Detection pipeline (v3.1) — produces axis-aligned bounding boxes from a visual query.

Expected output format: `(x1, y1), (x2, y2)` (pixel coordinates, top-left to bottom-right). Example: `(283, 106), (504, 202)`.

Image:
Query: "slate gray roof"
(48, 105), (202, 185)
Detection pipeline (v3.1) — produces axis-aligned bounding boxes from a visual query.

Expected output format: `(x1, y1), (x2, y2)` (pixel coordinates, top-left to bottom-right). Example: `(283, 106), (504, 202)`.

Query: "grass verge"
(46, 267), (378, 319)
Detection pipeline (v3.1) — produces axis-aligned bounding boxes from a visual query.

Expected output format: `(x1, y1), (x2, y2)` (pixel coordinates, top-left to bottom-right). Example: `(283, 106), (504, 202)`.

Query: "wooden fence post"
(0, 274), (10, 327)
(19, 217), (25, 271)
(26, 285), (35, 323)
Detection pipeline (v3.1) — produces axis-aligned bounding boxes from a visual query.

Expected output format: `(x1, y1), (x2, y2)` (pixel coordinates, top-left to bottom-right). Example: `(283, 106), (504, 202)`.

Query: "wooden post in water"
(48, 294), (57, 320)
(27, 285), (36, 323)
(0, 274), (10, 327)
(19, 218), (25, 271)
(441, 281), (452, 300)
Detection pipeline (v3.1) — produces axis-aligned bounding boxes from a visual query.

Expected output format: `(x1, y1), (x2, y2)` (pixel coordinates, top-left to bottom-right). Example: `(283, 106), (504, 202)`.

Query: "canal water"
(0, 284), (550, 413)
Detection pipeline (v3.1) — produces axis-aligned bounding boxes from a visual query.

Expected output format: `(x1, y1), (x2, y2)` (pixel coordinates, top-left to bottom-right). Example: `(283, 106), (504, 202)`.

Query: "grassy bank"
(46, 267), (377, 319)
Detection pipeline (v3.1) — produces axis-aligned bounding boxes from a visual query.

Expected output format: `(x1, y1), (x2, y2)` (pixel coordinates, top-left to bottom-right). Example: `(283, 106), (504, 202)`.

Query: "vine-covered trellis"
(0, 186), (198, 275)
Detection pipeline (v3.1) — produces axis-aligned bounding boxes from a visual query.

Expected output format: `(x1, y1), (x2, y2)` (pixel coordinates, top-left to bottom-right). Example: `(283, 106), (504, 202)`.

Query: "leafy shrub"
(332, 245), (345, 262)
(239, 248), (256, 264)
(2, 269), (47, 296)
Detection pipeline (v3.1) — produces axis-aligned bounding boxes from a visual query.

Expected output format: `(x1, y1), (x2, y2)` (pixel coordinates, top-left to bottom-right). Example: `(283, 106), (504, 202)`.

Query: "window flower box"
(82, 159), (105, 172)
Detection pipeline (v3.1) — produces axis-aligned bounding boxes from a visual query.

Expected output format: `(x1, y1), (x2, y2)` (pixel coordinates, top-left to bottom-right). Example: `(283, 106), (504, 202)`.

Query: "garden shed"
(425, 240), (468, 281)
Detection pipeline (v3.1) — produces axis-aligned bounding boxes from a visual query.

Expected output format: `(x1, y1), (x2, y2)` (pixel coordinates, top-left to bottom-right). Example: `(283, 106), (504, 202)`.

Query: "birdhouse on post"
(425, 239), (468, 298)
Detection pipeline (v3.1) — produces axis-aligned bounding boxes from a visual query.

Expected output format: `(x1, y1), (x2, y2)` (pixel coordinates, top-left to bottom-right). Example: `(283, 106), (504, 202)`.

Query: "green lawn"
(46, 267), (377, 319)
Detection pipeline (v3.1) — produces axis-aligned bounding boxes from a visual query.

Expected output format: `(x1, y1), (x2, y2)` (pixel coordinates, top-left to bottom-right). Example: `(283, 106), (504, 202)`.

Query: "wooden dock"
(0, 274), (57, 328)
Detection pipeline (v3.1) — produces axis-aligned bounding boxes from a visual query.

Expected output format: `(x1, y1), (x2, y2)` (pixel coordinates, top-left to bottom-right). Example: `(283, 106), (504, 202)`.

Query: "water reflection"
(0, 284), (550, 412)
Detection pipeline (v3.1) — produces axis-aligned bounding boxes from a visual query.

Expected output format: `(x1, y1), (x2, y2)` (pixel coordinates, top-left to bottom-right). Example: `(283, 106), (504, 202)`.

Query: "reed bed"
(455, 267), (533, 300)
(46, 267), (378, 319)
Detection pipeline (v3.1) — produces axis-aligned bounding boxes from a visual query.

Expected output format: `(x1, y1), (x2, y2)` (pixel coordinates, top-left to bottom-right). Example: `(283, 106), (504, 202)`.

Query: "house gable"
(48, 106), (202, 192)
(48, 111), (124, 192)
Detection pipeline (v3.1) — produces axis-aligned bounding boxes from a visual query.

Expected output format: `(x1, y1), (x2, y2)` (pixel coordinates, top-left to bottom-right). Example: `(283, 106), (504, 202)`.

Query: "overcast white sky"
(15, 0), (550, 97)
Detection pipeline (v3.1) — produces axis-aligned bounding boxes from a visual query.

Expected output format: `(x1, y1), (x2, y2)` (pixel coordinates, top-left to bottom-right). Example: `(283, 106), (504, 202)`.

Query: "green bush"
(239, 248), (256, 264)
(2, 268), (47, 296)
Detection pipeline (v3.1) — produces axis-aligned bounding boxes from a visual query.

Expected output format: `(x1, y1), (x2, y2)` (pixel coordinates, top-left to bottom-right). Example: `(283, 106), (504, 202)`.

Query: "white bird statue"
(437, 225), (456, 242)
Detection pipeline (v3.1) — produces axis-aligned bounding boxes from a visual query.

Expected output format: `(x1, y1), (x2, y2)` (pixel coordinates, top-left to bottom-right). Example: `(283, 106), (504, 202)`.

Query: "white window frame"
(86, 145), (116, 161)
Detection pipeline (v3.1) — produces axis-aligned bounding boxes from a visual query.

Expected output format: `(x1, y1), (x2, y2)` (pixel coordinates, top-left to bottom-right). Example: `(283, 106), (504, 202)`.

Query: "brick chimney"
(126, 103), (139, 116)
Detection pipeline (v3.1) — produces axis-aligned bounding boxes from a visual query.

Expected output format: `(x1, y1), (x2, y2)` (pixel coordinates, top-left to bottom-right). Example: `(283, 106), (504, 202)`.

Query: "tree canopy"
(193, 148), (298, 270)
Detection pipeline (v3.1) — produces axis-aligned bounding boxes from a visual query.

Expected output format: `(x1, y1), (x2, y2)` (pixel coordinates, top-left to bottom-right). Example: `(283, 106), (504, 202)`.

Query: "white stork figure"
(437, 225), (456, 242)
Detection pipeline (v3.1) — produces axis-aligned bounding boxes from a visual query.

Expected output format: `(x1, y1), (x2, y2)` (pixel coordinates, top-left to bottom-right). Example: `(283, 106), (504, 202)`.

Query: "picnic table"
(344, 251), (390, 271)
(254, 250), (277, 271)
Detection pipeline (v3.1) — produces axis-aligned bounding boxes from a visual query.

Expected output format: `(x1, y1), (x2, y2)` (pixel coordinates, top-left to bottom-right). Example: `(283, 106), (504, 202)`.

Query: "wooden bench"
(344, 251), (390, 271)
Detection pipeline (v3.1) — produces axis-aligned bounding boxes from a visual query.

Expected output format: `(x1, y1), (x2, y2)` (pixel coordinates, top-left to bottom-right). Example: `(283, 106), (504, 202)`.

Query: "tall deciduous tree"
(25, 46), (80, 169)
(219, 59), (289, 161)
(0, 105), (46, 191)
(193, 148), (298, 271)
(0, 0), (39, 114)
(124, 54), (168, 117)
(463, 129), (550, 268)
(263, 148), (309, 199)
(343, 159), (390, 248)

• **What is needed**
Please reproduce all of the data above, line for line and unchanged, from the first line to the last.

• **Finished exercise**
Detection pipeline (v3.1) — produces axis-aligned bounding boxes from a visual query.

Expected output format: `(x1, y1), (x2, y2)` (pixel coordinates, top-left to bottom-right). Example: `(283, 106), (504, 202)`.

Image:
Query: "slate gray roof"
(48, 105), (202, 185)
Detection pipeline (v3.1) — produces axis-aligned bounding boxes from a visual query.

Expected output format: `(x1, y1), (x2, y2)` (pixel coordinates, top-left to bottom-right). Example: `(283, 106), (504, 202)`.

Query: "grass verge"
(46, 267), (378, 319)
Detection pipeline (v3.1) — produces axis-aligned bounding boxes from a visual query.

Expected output format: `(x1, y1), (x2, y2)` (pixel coordinates, top-left to bottom-right). Example: `(283, 106), (504, 202)`.

Query: "wooden fence post"
(0, 274), (10, 327)
(19, 217), (25, 271)
(26, 285), (35, 323)
Detection pipeline (v3.1) — produces axis-aligned bounding boxes from a visual query.

Expected output format: `(x1, y1), (x2, y2)` (pixel coordinates, top-left to bottom-right). Example: `(283, 106), (504, 202)`.

Query: "wooden post in water"
(48, 294), (57, 320)
(27, 285), (36, 323)
(0, 274), (10, 327)
(19, 218), (25, 271)
(441, 281), (452, 300)
Detection pipeline (v3.1) — produces axis-aligned bounding boxes from a visual query.

Expected output format: `(x1, y1), (x2, y2)` (pixel coordinates, top-left to bottom-right). Example: `(283, 106), (504, 202)`.

Query: "canal water"
(0, 284), (550, 413)
Detection pipeline (v3.1) — produces axis-aligned bounding boxes from a visual query.

Expected output format: `(x1, y1), (x2, y2)` (pixel coordinates, top-left to bottom-right). Example: `(283, 106), (504, 202)`.

Query: "grassy bank"
(46, 267), (377, 319)
Detection pipeline (v3.1) — produces axis-aligned bounding boxes from a visual query.

Expected output format: `(x1, y1), (x2, y2)` (pixel coordinates, top-left to bottom-right). Example: `(283, 106), (504, 202)`.

Query: "vine-covered trellis"
(0, 186), (198, 275)
Detection pipeline (v3.1) — produces axis-aligned bounding boxes from a visual query.

Expected output format: `(x1, y1), (x2, y2)` (pixel coordinates, top-left to bottom-right). Example: `(283, 106), (504, 202)`.

Query: "leafy shrub"
(332, 245), (345, 262)
(239, 248), (256, 264)
(2, 269), (47, 296)
Detection pipeline (v3.1) — produces axis-aligned bounding boxes from a visual query.

Expected output format: `(x1, y1), (x2, y2)` (pixel coordinates, top-left to bottom-right). Example: `(283, 106), (504, 202)`.

Query: "window flower box"
(82, 159), (105, 172)
Detection pipeline (v3.1) — produces axis-aligned bounding boxes from a visual query.

Expected output format: `(x1, y1), (x2, y2)` (pixel coordinates, top-left to bottom-right). Example: `(283, 106), (504, 202)`.

Query: "garden shed"
(425, 240), (468, 281)
Detection pipeline (v3.1) — produces axis-aligned bounding boxes from a visual query.

Expected output format: `(x1, y1), (x2, y2)` (pixel coordinates, top-left to bottom-right). Example: `(283, 106), (504, 202)`.

Query: "birdhouse on post"
(425, 239), (468, 298)
Detection pipeline (v3.1) — produces axis-aligned bounding boxes from a visual query.

Expected output format: `(x1, y1), (x2, y2)` (pixel coordinates, top-left to bottom-right). Example: `(283, 106), (504, 202)`.

Query: "green lawn"
(46, 267), (377, 319)
Detection pipeline (v3.1) — produces axis-aligned bounding boxes from a visual query.

Expected output format: `(x1, y1), (x2, y2)` (pixel coordinates, top-left to bottom-right). Example: `(283, 106), (504, 202)`.

Query: "wooden dock"
(0, 274), (57, 328)
Detection pipeline (v3.1) — produces axis-aligned bounding boxes from a visual query.

Expected output format: `(x1, y1), (x2, y2)` (pixel coordinates, top-left to bottom-right). Example: `(283, 106), (504, 202)`.

Query: "water reflection"
(0, 284), (550, 412)
Detection pipeline (v3.1) — produces axis-aligned bounding boxes from a visual query.

Expected output format: `(x1, y1), (x2, y2)` (pixel coordinates, top-left to bottom-right). Example: `(283, 106), (504, 202)`.

Query: "reed bed"
(455, 267), (533, 300)
(46, 267), (378, 319)
Detection pipeline (v3.1) — produces axis-aligned bounding boxes from a visual query.

Expected output format: `(x1, y1), (x2, y2)` (pixel coordinates, top-left to bottom-right). Example: `(283, 106), (504, 202)`.

Query: "house gable"
(48, 106), (202, 192)
(48, 111), (124, 192)
Detection pipeline (v3.1) — produces axis-aligned bounding boxes from a visual query.

Expected output format: `(x1, y1), (x2, y2)` (pixel coordinates, top-left to bottom-right). Example: `(283, 106), (504, 202)`.

Query: "overcast white sky"
(15, 0), (550, 97)
Detection pipeline (v3.1) — produces axis-aligned bounding boxes from a visual query.

Expected output format: `(x1, y1), (x2, y2)` (pixel coordinates, top-left to bottom-right). Example: `(283, 106), (504, 202)`.

Query: "green bush"
(239, 248), (256, 264)
(2, 268), (47, 296)
Detection pipeline (v3.1) — produces axis-aligned bounding boxes from a visual query.

Expected output format: `(x1, y1), (x2, y2)` (pixel coordinates, top-left to bottom-right). Example: `(283, 106), (504, 202)`.

Query: "white bird statue"
(437, 225), (456, 242)
Detection pipeline (v3.1) — produces axis-aligned bounding boxes from a visual query.

Expected output format: `(x1, y1), (x2, y2)` (pixel coordinates, top-left to bottom-right). Example: `(283, 106), (504, 202)`.

Query: "white window frame"
(86, 145), (116, 161)
Detection pipeline (v3.1) — produces axis-aligned bounding boxes from a visual query.

Expected output format: `(x1, y1), (x2, y2)` (pixel coordinates, top-left to bottom-right). Example: `(283, 106), (504, 202)`.

Query: "brick chimney"
(126, 103), (139, 116)
Detection pipeline (v3.1) — produces axis-aligned bounding boxes from a visual query.

Expected output format: `(x1, y1), (x2, y2)` (pixel coordinates, top-left to bottom-right). Example: `(283, 106), (504, 202)`.

Query: "tree canopy"
(193, 148), (298, 270)
Detection pipeline (v3.1) — produces axis-aligned bounding boxes from a visual query.

Expected output format: `(x1, y1), (x2, y2)` (pixel coordinates, top-left to bottom-right). Example: `(283, 106), (504, 202)`.

Query: "white stork figure"
(437, 225), (456, 242)
Detection pipeline (v3.1) — produces axis-aligned bounding boxes from a visual query.

Expected output format: `(x1, y1), (x2, y2)` (pixel coordinates, top-left to bottom-right). Example: `(283, 106), (504, 202)`.

Query: "picnic table"
(344, 251), (390, 271)
(254, 250), (277, 271)
Detection pipeline (v3.1) — produces axis-aligned bounding boxes from a visual query.

Expected output format: `(x1, y1), (x2, y2)` (pixel coordinates, top-left to bottom-right). Example: `(283, 106), (504, 202)`.

Query: "wooden bench"
(344, 251), (390, 271)
Detection pipeline (v3.1) — produces axis-aligned bounding boxes from a visual query.

Expected output format: `(x1, y1), (x2, y2)` (pixel coordinates, top-left to bottom-right). Example: `(283, 106), (504, 202)`.

Query: "tall deciduous tree"
(25, 46), (80, 169)
(219, 59), (289, 161)
(0, 105), (46, 191)
(193, 148), (298, 271)
(0, 0), (39, 114)
(124, 54), (168, 117)
(463, 129), (550, 268)
(263, 148), (309, 199)
(343, 159), (390, 248)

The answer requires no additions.